** Begin Given entries **

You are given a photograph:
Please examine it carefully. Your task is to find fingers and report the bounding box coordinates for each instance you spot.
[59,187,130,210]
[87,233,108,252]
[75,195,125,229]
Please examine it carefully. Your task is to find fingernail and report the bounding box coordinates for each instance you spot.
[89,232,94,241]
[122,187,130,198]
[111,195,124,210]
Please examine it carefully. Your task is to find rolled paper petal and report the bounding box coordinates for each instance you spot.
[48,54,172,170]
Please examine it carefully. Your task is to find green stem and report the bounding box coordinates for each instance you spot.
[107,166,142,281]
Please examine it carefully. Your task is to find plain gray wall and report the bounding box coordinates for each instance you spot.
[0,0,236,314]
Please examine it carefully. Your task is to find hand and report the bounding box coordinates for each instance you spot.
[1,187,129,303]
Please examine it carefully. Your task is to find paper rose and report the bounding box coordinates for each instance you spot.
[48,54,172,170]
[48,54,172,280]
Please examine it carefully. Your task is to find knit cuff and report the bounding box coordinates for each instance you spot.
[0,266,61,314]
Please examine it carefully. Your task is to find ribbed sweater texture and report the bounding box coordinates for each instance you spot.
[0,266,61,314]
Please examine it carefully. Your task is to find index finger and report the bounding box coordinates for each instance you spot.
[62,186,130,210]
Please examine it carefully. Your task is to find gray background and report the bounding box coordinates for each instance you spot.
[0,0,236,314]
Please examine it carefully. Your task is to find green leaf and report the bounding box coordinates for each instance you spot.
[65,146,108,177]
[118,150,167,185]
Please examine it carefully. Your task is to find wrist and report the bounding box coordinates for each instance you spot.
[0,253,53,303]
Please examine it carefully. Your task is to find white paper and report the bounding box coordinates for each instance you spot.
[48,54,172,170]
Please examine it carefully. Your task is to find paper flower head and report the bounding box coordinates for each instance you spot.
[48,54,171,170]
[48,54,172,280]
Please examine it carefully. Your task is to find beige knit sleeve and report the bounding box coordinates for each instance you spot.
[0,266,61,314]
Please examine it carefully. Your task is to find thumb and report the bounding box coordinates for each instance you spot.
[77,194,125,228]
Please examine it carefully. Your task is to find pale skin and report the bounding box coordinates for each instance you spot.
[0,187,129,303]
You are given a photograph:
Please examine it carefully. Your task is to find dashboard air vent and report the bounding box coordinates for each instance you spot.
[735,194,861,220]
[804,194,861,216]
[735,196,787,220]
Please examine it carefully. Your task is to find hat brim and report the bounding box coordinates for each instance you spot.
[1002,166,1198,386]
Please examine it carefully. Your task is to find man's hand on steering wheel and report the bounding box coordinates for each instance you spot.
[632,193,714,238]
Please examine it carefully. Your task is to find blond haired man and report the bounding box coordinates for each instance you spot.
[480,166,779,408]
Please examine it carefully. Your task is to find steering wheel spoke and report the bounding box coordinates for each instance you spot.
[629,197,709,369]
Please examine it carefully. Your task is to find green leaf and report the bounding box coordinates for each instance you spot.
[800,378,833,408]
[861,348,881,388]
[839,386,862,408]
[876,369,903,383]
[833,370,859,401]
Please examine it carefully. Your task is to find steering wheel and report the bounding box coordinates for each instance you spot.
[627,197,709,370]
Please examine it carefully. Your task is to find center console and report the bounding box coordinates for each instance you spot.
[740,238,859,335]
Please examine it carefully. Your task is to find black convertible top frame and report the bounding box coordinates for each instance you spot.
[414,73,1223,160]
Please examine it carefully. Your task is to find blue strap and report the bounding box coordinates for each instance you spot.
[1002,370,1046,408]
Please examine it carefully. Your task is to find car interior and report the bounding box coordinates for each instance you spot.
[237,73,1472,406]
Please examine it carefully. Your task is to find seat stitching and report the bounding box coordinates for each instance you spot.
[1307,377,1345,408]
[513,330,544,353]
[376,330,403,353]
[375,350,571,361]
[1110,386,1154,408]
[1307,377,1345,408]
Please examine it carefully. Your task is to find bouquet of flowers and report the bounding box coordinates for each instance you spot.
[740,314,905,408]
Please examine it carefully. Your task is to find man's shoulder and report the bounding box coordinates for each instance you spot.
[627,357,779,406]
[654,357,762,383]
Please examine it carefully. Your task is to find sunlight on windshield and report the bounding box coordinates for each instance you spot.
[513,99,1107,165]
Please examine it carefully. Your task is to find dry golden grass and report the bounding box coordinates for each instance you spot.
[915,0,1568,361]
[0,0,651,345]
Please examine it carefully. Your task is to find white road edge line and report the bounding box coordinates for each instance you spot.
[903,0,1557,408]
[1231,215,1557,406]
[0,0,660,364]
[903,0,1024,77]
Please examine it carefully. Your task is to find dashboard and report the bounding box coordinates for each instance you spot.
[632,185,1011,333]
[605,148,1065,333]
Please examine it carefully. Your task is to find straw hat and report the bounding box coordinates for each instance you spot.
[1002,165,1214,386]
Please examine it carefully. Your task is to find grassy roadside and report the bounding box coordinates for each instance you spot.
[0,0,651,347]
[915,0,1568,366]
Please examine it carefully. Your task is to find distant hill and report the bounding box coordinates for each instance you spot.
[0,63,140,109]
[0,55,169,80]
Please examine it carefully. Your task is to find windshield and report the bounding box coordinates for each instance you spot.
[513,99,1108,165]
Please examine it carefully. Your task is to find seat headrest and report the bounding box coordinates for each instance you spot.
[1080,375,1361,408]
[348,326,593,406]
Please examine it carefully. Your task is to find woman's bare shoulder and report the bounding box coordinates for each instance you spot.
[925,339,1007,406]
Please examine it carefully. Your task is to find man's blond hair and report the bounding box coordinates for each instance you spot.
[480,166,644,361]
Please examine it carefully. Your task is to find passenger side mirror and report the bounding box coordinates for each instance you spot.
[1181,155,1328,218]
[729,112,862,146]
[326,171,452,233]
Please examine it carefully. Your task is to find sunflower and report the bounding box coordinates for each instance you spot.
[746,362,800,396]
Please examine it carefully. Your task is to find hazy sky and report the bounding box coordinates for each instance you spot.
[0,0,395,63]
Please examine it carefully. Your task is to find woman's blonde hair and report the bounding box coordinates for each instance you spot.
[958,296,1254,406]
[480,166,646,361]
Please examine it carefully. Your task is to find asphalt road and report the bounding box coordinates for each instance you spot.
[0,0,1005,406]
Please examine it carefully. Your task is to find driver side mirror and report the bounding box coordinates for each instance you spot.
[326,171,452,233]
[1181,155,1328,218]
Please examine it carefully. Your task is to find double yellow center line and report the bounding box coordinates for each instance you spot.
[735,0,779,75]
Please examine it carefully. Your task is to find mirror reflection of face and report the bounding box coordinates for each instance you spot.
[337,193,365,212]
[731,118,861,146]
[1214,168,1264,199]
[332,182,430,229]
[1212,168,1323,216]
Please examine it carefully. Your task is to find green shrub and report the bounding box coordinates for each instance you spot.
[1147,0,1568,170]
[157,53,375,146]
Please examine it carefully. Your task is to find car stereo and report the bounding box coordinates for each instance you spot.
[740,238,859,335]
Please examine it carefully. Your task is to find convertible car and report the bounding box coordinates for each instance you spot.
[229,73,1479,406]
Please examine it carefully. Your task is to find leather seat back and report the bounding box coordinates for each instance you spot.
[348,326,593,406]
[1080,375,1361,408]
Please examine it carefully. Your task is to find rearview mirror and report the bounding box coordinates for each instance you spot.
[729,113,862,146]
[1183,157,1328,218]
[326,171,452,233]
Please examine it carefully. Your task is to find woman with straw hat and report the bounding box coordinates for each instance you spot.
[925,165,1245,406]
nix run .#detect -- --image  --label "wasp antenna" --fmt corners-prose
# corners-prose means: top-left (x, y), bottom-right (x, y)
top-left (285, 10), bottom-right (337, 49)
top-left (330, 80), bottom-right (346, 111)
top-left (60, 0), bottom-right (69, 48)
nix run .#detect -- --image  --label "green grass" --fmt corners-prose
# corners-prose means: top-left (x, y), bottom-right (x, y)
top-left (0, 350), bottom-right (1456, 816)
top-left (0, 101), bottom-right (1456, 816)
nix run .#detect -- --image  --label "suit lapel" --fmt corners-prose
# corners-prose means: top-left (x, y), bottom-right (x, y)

** End Given entries **

▸ Work to do
Rewrite the stretch of the listing from the line containing "Please examine it carefully. Your task is to find blond" through the line containing "[480,166,779,408]", replacing "blond haired man" with "man with blond hair" and leaving everything else unchanged.

▸ Answer to the problem
Please examine it carefully. Your task is to find man with blond hair and report the bounding box coordinates for each instance you spot.
[480,166,779,408]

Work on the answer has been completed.